§ Records provided:
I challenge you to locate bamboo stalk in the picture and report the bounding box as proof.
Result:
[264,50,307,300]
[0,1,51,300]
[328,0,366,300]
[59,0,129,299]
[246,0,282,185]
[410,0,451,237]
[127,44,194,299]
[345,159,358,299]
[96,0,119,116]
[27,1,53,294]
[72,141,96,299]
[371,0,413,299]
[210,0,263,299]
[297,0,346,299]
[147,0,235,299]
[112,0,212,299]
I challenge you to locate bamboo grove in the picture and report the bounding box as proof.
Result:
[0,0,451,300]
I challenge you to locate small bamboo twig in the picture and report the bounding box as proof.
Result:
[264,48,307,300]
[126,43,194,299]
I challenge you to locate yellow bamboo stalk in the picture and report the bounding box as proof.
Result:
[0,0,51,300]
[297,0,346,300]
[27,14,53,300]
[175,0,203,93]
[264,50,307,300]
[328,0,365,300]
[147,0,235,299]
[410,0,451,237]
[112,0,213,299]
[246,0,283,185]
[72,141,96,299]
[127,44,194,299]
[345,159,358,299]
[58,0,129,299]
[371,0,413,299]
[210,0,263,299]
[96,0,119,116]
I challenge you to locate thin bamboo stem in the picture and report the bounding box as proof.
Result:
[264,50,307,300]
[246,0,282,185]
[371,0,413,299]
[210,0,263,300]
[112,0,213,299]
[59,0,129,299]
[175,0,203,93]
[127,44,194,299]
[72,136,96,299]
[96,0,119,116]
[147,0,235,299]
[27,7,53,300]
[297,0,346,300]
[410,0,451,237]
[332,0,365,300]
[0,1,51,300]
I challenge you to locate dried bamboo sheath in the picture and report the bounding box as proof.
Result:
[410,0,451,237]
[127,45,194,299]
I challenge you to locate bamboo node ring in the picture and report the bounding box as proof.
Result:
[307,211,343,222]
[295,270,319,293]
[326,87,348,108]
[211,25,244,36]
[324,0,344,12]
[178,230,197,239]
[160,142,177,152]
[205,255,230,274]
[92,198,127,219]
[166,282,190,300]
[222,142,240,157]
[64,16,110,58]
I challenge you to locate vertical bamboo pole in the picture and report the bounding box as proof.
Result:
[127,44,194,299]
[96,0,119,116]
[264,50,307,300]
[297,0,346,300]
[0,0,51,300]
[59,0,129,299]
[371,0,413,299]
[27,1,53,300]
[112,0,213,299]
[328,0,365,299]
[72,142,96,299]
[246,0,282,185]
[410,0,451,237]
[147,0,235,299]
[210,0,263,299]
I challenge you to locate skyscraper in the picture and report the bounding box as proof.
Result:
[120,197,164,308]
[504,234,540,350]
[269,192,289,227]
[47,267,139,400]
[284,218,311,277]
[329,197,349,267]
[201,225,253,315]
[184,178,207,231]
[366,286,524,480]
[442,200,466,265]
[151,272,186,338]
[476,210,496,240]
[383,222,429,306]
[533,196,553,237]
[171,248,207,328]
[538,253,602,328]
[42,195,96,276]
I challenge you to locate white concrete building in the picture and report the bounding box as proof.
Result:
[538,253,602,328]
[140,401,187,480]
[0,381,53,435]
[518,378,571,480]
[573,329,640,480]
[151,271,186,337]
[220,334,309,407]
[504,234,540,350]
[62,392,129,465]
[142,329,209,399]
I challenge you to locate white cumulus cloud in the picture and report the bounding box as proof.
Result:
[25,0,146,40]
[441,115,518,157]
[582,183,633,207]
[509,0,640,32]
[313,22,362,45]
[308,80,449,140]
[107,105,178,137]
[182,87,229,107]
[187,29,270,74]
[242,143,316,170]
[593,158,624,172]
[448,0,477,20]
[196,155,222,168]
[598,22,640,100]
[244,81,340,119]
* * *
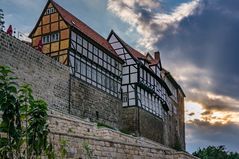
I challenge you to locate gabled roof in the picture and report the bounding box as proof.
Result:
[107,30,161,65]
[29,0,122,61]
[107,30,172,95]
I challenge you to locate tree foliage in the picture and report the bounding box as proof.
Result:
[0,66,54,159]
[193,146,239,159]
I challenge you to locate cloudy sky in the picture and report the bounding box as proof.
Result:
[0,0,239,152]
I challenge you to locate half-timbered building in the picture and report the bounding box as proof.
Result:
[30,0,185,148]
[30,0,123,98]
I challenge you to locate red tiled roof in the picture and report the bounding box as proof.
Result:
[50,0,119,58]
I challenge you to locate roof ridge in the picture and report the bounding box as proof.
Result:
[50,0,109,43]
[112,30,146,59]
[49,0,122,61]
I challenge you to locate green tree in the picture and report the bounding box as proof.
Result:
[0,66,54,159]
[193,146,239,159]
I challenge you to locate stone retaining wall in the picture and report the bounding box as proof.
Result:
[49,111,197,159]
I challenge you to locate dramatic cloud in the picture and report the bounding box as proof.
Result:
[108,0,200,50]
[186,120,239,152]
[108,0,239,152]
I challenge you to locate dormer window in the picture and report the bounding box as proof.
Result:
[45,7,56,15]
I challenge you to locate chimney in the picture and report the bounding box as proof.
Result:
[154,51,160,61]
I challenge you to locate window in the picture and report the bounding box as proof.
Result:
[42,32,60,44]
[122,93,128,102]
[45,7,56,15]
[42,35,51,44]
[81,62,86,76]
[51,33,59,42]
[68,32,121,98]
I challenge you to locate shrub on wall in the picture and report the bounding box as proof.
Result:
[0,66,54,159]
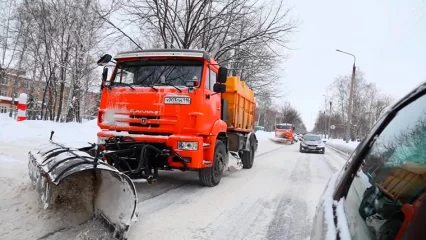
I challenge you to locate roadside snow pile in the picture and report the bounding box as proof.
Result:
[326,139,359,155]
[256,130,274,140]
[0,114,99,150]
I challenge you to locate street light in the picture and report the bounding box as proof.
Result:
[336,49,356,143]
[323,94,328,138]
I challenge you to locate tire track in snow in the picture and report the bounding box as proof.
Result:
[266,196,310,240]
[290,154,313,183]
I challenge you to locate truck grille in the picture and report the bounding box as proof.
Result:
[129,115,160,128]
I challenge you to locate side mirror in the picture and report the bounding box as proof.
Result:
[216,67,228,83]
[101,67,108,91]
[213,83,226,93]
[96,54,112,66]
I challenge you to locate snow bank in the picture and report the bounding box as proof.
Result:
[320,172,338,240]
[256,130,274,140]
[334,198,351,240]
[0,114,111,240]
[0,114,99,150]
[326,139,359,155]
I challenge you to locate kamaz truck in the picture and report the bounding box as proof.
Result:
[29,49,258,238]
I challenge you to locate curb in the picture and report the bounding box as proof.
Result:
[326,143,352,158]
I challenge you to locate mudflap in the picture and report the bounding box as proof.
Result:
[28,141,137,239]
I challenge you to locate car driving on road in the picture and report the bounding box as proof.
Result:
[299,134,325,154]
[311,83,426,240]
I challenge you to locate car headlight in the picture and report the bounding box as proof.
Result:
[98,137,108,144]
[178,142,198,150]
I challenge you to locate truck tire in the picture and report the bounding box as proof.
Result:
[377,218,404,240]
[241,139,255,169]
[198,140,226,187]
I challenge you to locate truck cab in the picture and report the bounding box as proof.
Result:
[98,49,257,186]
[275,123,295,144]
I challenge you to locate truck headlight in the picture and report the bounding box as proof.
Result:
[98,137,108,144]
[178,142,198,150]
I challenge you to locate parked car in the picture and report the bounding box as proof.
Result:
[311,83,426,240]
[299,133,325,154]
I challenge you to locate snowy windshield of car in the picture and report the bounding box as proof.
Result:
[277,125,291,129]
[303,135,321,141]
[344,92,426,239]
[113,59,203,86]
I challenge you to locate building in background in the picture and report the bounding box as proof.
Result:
---
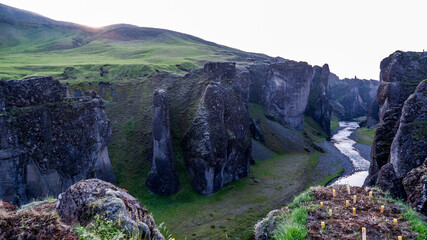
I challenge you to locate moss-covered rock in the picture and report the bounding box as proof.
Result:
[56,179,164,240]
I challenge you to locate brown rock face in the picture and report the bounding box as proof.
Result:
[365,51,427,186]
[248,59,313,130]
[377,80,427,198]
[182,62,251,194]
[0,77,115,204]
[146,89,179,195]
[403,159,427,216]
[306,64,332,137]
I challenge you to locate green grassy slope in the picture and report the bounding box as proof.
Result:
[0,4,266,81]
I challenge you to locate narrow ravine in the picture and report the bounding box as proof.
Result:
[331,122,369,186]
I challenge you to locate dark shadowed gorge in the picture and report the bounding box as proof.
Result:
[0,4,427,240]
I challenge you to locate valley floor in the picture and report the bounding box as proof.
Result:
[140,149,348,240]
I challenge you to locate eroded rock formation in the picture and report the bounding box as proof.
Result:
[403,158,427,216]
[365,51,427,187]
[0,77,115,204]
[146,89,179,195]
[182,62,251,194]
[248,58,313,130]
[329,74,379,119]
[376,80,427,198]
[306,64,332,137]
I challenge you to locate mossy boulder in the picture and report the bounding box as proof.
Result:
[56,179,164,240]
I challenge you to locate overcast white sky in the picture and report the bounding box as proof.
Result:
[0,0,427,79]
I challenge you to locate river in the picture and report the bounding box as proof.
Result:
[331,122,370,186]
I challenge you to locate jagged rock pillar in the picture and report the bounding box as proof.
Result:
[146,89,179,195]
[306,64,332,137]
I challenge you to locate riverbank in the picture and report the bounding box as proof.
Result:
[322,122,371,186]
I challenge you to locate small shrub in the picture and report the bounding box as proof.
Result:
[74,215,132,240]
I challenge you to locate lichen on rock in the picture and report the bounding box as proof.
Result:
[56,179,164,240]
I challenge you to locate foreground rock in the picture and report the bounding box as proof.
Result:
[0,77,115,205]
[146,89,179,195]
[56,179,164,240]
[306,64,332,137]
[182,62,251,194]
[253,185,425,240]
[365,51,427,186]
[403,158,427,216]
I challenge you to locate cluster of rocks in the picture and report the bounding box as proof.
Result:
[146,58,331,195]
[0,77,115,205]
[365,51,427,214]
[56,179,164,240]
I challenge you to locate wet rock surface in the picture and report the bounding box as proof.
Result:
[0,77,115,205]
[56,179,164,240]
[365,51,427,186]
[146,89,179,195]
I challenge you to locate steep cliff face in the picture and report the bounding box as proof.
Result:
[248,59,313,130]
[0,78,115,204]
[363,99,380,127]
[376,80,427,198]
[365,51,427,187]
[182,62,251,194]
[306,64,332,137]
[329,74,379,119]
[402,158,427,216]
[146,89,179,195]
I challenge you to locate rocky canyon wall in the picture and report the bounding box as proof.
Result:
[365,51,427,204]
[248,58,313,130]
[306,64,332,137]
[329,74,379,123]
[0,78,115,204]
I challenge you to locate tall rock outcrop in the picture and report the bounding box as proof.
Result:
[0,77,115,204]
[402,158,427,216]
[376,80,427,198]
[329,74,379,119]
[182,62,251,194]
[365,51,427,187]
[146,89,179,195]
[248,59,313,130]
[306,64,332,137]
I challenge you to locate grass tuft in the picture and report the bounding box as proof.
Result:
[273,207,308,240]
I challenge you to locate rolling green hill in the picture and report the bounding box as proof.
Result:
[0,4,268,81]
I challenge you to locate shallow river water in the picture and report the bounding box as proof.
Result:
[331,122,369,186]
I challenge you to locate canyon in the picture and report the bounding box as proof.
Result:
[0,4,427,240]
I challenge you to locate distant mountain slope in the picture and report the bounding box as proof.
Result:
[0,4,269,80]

§ Task to complete: Output as a JSON list of strings the lines above, from the line that contains "I challenge you to locate skyscraper" up to and including the line that contains "[476,210,496,240]", with one string per line and blank lines left out.

§ Solution for this task:
[
  "I challenge you to locate skyscraper in the picture and report the bounding box as proof.",
  "Result:",
  "[120,197,164,308]",
  "[504,234,540,350]",
  "[269,192,289,227]",
  "[47,267,139,400]",
  "[284,218,311,277]",
  "[329,197,349,267]",
  "[201,225,253,315]",
  "[184,178,207,231]",
  "[366,286,524,480]",
  "[442,200,466,265]",
  "[151,272,186,338]",
  "[476,210,496,240]"
]